Using the listing below, print the line that contains "point: the jersey" and each line after it, exactly as shown, through the final one.

+++

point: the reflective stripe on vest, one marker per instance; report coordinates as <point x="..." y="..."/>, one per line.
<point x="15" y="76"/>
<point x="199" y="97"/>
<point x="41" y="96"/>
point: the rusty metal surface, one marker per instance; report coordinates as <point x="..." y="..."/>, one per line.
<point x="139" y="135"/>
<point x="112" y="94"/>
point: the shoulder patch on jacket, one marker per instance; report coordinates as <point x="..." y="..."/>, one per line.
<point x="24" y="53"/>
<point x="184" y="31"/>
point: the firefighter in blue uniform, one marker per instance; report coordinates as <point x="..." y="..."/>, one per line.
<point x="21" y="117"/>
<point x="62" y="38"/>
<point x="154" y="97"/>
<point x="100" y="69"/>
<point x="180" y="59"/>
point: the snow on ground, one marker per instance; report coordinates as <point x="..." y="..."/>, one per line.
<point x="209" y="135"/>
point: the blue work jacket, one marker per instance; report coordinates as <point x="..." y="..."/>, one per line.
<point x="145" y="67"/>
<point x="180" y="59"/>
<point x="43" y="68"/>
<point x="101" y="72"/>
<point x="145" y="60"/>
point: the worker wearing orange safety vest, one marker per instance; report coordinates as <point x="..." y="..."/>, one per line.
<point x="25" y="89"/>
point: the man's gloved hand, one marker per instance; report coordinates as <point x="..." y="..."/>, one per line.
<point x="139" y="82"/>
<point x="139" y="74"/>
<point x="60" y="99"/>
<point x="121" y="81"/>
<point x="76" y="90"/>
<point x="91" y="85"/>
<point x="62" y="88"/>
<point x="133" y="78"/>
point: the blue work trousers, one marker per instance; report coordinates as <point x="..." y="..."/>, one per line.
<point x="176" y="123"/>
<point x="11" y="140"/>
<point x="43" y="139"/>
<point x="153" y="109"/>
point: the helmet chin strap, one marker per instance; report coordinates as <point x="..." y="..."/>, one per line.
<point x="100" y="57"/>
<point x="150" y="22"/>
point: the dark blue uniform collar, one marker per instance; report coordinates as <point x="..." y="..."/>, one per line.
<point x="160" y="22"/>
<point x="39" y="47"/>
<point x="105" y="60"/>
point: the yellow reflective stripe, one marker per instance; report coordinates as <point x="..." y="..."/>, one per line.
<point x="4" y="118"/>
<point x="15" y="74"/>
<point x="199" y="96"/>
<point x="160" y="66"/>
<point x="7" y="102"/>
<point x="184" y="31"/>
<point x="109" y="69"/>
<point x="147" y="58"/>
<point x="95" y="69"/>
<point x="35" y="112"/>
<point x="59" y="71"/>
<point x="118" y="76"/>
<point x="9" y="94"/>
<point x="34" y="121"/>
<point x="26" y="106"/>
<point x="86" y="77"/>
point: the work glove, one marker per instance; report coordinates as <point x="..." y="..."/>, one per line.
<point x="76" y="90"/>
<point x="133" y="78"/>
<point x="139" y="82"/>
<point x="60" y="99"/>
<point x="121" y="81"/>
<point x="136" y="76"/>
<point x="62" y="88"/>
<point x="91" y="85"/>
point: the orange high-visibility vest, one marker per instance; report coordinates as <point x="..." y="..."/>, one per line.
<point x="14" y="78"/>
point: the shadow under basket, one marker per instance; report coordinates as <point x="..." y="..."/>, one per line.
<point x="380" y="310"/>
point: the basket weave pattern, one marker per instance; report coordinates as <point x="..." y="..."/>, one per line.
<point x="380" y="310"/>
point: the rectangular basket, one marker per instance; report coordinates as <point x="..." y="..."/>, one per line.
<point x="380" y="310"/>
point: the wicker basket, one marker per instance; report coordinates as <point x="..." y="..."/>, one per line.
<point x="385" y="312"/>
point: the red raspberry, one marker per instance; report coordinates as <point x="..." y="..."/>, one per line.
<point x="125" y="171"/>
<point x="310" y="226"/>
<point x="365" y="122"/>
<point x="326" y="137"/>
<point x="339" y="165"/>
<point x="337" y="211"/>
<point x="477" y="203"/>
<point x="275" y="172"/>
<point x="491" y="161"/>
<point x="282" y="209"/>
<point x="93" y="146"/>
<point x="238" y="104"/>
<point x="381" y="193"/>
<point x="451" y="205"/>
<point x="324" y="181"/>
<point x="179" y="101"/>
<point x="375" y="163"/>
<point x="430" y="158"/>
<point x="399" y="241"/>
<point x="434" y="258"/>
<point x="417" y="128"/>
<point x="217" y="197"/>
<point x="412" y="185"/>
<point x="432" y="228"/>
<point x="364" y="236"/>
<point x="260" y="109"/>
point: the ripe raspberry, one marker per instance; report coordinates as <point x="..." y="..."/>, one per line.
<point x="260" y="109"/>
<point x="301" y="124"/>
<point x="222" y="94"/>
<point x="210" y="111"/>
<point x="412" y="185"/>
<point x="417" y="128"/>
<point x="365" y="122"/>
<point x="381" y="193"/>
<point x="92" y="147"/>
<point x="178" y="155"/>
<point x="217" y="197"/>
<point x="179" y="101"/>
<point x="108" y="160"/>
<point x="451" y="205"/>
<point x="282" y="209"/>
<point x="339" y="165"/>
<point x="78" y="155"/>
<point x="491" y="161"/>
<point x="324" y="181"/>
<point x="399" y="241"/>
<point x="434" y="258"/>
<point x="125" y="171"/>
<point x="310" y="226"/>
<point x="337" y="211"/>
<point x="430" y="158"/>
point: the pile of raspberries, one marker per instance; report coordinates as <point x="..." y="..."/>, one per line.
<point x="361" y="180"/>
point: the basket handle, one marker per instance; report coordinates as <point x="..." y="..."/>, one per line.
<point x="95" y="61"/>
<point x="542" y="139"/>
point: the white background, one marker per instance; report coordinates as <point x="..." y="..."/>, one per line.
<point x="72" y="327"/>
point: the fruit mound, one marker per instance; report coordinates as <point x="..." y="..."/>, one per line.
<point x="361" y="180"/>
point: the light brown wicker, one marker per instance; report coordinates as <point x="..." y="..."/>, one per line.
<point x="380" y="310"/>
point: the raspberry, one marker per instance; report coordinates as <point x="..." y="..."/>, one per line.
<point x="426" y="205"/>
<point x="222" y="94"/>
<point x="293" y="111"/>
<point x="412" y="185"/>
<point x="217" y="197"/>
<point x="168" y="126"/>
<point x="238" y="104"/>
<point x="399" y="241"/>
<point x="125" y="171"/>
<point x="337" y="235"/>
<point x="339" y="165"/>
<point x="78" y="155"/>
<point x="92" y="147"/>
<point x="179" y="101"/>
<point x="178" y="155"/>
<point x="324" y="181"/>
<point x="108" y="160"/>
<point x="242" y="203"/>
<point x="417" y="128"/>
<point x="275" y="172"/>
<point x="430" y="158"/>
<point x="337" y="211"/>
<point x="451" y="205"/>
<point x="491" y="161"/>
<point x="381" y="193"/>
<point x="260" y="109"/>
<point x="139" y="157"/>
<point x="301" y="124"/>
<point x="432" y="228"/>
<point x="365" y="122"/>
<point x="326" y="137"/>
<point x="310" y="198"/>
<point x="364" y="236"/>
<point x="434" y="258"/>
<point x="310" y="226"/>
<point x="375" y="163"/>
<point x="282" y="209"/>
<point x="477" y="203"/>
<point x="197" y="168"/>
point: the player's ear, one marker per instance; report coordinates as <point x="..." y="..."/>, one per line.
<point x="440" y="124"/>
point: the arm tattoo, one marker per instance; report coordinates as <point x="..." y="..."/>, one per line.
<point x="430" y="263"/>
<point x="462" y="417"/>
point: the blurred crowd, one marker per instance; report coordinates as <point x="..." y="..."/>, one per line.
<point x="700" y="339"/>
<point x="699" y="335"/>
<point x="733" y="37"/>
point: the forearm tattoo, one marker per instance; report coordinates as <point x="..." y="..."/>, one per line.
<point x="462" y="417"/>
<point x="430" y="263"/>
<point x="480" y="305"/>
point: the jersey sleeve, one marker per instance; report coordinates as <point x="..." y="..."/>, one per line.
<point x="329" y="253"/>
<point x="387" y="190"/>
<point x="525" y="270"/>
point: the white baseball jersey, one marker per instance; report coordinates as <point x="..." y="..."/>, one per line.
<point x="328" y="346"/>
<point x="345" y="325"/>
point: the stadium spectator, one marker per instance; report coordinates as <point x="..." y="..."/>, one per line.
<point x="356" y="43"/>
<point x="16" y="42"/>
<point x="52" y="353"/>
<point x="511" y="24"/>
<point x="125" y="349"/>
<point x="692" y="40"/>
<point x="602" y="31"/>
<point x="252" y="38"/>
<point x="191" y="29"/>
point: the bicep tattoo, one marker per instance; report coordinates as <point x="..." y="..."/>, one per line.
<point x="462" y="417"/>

+++

**RESPONSE AREA**
point: the jersey sleeve, one marker per instance; report coordinates as <point x="..." y="..."/>, one per line.
<point x="329" y="253"/>
<point x="387" y="190"/>
<point x="525" y="270"/>
point: the white baseball jersey, one marker per instance; report coordinates as <point x="..." y="..."/>, one per line.
<point x="328" y="346"/>
<point x="345" y="325"/>
point: the stadium spectator, one marker per instance; report coordinates as <point x="..." y="..."/>, one per line.
<point x="356" y="43"/>
<point x="16" y="42"/>
<point x="52" y="353"/>
<point x="511" y="24"/>
<point x="125" y="349"/>
<point x="692" y="40"/>
<point x="602" y="31"/>
<point x="252" y="38"/>
<point x="191" y="29"/>
point: the bicep tattoo, one marker per instance; report coordinates as <point x="..." y="..."/>, one per line.
<point x="462" y="417"/>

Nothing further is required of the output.